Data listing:

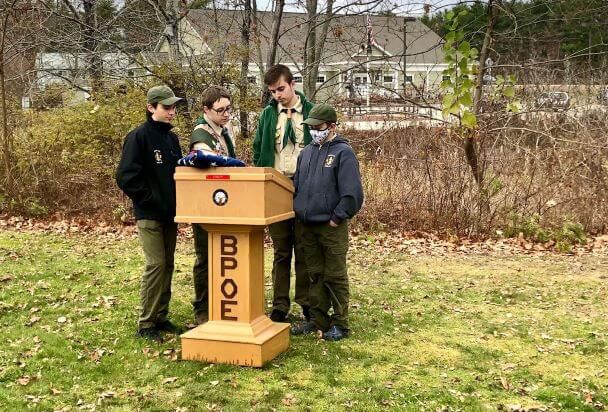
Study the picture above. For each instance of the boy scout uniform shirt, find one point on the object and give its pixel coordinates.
(286, 157)
(221, 147)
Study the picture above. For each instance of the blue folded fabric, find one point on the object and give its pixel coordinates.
(202, 160)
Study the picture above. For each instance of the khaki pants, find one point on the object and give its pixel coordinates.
(286, 243)
(325, 248)
(158, 242)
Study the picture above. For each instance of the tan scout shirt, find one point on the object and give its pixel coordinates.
(215, 131)
(286, 158)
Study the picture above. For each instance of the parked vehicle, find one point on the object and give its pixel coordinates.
(553, 100)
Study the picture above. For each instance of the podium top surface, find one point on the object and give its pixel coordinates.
(242, 174)
(233, 196)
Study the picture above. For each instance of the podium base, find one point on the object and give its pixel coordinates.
(246, 345)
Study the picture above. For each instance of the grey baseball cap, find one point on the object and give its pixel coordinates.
(162, 94)
(321, 113)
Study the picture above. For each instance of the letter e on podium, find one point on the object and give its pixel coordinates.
(234, 205)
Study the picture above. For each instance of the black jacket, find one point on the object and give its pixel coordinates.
(145, 172)
(327, 182)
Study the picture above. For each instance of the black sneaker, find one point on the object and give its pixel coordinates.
(278, 316)
(304, 328)
(168, 326)
(150, 334)
(335, 333)
(306, 313)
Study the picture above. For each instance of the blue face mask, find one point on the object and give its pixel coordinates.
(319, 136)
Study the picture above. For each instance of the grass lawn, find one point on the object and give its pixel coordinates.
(458, 332)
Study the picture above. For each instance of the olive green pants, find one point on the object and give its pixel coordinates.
(158, 242)
(200, 271)
(286, 243)
(325, 248)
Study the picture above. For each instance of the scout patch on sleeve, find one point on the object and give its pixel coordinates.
(158, 156)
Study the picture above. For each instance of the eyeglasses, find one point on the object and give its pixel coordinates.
(223, 110)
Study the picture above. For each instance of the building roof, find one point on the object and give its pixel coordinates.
(220, 29)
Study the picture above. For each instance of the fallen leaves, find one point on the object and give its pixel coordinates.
(289, 400)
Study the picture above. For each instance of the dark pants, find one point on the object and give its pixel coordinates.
(200, 271)
(286, 243)
(325, 248)
(158, 241)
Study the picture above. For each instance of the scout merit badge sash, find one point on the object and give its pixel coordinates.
(220, 146)
(290, 133)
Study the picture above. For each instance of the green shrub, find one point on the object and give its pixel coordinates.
(570, 233)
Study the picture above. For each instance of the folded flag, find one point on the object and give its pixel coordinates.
(204, 160)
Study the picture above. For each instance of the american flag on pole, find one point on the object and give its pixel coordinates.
(370, 32)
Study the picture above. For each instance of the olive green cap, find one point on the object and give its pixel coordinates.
(162, 94)
(321, 113)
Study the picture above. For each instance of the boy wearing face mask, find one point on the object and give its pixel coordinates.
(328, 193)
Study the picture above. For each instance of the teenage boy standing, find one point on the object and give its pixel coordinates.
(145, 174)
(210, 135)
(328, 193)
(279, 139)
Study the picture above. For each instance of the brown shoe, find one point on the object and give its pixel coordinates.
(202, 317)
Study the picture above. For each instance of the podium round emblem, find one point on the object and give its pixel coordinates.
(220, 197)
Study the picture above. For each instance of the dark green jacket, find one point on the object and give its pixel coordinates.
(203, 136)
(264, 141)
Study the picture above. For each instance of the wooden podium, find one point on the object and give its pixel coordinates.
(234, 205)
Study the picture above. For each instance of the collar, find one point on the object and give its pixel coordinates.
(165, 127)
(297, 106)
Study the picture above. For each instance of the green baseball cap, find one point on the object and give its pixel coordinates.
(321, 113)
(162, 94)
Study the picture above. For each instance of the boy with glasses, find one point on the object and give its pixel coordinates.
(145, 174)
(328, 193)
(211, 136)
(279, 139)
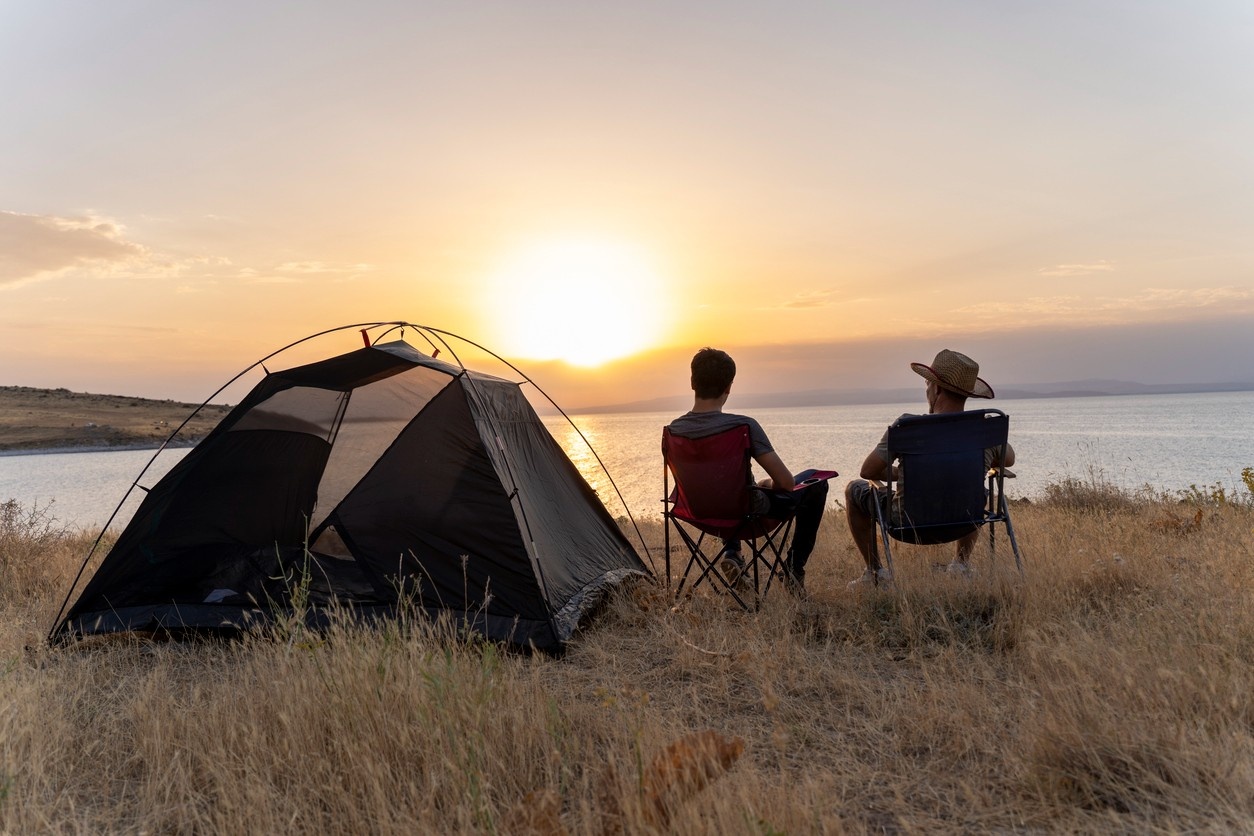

Task details - Identify every line in the records above that contains the string "mask", and copy each of those lines in full.

Response to this exercise -
Study the picture above. For each instance of the blue face mask, find one point on the object and give its pixel coordinates.
Study the picture above. For each instance of the boy wearing face mask, find one point on the object and give its pixel coordinates.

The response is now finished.